Find and copy each line of the data that includes "head".

*** Provided records ***

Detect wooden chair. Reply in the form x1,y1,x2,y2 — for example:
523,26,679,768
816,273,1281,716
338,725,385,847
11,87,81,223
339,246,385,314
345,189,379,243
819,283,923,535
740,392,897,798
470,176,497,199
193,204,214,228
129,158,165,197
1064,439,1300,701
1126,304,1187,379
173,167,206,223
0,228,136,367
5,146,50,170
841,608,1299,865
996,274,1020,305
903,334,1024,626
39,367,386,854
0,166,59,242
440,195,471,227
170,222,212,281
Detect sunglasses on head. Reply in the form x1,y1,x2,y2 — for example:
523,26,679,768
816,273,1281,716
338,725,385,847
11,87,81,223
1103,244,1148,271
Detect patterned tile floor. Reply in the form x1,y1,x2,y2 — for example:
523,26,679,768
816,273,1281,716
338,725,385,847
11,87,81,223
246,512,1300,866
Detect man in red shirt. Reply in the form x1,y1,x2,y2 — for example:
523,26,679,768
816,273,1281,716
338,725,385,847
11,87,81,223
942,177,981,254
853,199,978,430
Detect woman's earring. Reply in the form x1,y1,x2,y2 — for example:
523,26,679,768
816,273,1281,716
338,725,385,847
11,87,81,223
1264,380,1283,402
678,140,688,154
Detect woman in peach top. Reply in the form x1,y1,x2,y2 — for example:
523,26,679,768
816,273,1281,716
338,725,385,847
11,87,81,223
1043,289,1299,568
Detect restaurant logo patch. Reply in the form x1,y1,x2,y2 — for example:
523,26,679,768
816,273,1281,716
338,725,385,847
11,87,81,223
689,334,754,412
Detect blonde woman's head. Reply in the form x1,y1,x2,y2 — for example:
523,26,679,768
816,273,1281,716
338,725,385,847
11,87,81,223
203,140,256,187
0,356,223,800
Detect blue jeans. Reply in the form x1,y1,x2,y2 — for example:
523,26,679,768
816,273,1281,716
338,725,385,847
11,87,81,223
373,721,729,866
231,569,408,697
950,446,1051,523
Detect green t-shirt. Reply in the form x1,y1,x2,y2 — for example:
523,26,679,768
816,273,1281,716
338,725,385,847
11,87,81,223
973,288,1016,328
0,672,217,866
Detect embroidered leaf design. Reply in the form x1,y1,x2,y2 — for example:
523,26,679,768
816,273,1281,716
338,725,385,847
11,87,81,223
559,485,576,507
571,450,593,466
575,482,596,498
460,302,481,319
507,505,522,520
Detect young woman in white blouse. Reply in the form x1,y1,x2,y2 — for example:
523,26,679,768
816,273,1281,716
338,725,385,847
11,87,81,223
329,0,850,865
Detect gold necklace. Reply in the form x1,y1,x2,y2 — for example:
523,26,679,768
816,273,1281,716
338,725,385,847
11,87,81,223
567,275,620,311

***

#### [Result of the exercise]
Detect sunglasses on head. Reply in the form x1,y1,x2,y2 — for example:
Detect blonde woman's head. Reply in the form x1,y1,x2,y2 — for example:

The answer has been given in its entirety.